ФРАГМЕНТ ТЕКСТА:
■ ■ ■ ■ ■
А на второй улочке, идущей от школы, располагались почта и двухквартирный дом. В одной из квартир этого дома жила директор школы Мария Ивановна Соловьева, а в другой - продавец золотоскупки Чупина. Её сын, Колька Чупин, был моим одноклассником и другом. На этой улице находился и клуб. А заканчивалась эта улочка двадцать пятым бараком. Почему он так назывался – я не знаю. Это было общежитие с небольшими комнатами, где жил золотогорский пролетариат.
Итак, с первым станом знакомиться закончили. Но, а на втором стане располагалась контора прииска, поссовет, столовая, баня, электростанция. И жили на том стане Ленька Иванов, Толька Таратунин и Колька Поляхов.
■ ■ ■ ■ ■
ПЕРЕЧЕНЬ СТРОК:
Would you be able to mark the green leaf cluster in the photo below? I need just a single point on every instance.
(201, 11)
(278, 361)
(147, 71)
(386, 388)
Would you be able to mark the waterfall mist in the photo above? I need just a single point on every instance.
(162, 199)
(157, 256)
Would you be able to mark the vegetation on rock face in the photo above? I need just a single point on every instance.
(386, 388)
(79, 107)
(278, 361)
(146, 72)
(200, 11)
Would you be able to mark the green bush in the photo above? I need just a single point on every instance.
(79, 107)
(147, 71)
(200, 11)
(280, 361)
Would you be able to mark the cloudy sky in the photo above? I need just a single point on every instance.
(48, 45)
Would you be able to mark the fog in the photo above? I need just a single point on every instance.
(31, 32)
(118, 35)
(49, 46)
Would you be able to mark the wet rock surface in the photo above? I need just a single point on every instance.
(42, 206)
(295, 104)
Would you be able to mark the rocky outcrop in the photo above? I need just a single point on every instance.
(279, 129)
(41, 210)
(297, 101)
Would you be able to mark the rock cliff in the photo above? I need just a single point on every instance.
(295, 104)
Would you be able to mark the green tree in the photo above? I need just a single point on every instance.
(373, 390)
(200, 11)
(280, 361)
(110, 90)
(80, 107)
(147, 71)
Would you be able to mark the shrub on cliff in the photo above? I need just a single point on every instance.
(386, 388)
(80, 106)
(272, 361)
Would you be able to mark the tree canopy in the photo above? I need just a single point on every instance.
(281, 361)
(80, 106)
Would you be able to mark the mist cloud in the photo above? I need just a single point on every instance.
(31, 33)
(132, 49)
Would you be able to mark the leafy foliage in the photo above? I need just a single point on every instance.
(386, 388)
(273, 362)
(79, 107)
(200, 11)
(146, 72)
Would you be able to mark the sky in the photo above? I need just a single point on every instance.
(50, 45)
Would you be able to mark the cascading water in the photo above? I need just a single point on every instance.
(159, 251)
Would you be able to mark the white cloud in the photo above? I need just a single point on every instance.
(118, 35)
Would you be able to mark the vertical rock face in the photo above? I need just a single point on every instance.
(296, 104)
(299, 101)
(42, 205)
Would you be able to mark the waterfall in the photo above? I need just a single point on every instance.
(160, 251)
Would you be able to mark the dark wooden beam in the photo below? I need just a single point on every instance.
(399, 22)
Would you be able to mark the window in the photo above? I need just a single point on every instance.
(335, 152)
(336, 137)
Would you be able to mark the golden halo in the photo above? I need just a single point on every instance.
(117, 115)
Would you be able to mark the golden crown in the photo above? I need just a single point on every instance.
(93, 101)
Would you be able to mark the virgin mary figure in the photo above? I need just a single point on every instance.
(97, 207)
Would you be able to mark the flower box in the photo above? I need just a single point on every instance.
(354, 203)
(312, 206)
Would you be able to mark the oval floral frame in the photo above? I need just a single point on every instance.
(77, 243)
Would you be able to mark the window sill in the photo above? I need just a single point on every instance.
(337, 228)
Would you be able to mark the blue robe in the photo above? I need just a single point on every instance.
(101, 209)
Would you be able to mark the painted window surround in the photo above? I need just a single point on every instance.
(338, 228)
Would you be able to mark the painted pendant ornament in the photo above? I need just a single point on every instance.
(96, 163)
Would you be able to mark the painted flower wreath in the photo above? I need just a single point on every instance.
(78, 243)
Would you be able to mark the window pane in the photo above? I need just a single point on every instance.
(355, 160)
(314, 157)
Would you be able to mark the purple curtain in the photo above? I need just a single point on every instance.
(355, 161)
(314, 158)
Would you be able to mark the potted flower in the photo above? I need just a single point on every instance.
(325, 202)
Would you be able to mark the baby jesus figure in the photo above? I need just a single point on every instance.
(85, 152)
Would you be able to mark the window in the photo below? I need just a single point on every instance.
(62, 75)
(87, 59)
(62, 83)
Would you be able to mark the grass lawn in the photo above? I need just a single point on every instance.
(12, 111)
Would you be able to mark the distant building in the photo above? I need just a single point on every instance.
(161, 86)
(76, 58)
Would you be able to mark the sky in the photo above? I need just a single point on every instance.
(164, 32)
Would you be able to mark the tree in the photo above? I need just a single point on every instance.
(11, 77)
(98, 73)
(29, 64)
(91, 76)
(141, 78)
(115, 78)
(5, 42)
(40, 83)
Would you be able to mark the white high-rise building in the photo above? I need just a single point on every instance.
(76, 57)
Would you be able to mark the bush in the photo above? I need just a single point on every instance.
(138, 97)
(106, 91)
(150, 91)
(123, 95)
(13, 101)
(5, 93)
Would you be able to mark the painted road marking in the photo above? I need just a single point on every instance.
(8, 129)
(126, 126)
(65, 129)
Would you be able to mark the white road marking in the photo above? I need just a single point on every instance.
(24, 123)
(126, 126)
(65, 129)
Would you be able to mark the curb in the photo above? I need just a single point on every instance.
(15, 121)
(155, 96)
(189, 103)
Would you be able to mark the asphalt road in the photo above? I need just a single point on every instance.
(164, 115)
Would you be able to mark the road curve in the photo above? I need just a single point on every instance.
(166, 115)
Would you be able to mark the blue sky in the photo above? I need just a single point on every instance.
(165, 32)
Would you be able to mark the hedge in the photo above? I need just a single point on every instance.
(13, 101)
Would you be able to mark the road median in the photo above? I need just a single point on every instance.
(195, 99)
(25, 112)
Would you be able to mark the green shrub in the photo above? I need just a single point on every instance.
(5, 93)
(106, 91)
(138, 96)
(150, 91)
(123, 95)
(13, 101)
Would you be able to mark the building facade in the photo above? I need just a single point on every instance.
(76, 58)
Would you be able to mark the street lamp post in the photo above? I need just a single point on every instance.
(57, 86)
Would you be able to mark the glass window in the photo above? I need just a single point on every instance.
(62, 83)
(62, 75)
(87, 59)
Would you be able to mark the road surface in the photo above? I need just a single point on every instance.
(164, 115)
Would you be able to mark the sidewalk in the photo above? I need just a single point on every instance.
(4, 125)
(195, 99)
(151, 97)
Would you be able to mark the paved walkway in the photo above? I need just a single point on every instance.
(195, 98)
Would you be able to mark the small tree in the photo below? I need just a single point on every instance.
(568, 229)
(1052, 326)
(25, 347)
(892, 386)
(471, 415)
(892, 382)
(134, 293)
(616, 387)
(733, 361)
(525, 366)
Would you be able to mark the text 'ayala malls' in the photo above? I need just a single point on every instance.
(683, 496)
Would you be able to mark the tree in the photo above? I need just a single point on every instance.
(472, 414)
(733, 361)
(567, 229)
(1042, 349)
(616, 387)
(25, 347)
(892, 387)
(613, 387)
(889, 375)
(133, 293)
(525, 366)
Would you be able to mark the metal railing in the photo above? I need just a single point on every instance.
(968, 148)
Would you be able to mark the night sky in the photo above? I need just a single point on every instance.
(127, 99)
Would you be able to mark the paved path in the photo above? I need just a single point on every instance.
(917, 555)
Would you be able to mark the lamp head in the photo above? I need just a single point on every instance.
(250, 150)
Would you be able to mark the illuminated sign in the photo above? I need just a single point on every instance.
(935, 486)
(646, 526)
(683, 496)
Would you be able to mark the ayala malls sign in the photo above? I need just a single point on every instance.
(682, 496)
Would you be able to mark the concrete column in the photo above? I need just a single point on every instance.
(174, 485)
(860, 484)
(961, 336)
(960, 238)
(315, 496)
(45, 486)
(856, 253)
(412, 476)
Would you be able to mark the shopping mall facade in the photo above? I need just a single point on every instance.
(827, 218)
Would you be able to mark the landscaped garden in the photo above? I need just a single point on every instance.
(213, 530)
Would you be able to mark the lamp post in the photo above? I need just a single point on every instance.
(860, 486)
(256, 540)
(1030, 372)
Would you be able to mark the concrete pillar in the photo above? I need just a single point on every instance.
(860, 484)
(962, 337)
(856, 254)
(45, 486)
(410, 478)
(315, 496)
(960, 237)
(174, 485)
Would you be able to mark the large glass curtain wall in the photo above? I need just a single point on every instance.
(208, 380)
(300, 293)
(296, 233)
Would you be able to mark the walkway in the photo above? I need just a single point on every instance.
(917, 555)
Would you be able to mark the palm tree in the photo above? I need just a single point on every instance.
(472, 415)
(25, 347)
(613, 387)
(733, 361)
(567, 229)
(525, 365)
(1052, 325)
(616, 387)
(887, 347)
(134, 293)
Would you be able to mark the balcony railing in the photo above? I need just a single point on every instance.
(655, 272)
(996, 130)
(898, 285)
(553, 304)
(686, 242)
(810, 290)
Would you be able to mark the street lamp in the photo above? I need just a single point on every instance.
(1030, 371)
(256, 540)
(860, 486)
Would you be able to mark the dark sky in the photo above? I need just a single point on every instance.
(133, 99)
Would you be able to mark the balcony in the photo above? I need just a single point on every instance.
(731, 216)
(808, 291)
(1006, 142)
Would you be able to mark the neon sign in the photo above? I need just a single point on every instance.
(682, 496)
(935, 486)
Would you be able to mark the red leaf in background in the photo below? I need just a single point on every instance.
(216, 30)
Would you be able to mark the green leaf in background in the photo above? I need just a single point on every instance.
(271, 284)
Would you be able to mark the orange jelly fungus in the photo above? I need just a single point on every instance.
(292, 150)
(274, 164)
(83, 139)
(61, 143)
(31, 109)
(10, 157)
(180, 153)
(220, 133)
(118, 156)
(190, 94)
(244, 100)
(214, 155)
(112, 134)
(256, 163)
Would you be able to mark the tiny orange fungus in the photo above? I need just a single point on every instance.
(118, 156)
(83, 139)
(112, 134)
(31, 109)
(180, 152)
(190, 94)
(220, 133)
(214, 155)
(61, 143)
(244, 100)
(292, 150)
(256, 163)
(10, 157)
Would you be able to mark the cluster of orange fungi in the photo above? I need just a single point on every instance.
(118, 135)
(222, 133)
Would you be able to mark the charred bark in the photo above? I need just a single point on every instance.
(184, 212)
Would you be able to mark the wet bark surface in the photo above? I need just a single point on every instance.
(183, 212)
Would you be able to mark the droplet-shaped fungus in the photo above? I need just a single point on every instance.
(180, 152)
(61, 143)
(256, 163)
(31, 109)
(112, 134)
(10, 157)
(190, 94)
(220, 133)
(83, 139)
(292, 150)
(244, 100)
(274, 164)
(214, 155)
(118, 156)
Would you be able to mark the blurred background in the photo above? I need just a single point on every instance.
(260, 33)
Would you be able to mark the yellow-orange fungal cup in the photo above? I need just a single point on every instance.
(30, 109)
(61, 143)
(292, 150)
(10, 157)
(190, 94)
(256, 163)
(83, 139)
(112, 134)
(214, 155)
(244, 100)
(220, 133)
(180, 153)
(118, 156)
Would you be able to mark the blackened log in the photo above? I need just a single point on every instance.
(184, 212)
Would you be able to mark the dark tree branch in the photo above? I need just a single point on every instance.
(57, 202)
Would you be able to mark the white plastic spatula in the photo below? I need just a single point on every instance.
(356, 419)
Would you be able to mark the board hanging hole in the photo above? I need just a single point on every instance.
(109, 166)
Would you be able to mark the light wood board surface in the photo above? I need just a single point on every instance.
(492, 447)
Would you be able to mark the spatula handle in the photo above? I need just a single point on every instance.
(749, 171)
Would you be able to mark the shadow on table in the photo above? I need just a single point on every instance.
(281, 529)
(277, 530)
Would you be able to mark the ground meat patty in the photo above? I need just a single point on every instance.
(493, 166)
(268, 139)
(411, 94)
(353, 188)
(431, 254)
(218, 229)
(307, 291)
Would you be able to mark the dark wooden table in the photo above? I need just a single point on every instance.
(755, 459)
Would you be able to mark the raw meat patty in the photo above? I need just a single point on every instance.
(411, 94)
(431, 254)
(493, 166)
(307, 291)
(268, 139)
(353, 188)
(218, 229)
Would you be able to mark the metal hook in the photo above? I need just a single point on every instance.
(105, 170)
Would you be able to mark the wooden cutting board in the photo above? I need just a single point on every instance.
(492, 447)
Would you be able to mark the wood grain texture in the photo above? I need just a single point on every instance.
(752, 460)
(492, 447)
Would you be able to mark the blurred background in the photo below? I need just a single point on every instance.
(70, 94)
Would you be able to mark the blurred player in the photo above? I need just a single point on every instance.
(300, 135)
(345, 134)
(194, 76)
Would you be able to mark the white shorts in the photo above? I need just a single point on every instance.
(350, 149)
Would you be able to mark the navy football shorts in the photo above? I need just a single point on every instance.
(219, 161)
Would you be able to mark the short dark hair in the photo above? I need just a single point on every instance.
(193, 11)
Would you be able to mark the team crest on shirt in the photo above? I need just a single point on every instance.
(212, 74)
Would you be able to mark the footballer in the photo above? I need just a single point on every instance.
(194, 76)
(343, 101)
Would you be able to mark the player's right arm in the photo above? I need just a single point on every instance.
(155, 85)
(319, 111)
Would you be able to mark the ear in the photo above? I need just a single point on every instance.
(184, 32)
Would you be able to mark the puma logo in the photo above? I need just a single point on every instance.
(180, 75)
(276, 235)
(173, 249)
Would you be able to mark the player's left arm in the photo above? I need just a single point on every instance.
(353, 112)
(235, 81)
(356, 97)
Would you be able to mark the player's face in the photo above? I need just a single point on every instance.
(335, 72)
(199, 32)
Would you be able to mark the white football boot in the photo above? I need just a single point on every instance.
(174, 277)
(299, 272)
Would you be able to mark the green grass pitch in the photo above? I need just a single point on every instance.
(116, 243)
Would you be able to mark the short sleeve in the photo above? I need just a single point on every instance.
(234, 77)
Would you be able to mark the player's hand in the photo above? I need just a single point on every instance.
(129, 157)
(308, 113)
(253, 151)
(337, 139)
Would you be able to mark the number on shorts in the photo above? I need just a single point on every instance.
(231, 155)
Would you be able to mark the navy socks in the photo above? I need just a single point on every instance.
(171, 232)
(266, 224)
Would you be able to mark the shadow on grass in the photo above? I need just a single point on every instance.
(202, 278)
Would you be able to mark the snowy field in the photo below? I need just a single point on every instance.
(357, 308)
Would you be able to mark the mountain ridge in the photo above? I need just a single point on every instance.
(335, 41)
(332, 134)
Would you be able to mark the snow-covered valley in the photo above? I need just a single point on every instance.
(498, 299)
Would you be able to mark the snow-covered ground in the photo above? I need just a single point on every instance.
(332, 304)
■ ■ ■ ■ ■
Перепишите дословно отрывок о приисковом поселке от «А на второй» до «и Колька Поляхов.».

А на второй улочке, идущей от школы, располагались почта и двухквартирный дом. В одной из квартир этого дома жила директор школы Мария Ивановна Соловьева, а в другой - продавец золотоскупки Чупина. Её сын, Колька Чупин, был моим одноклассником и другом. На этой улице находился и клуб. А заканчивалась эта улочка двадцать пятым бараком. Почему он так назывался – я не знаю. Это было общежитие с небольшими комнатами, где жил золотогорский пролетариат.
Итак, с первым станом знакомиться закончили. Но, а на втором стане располагалась контора прииска, поссовет, столовая, баня, электростанция. И жили на том стане Ленька Иванов, Толька Таратунин и Колька Поляхов.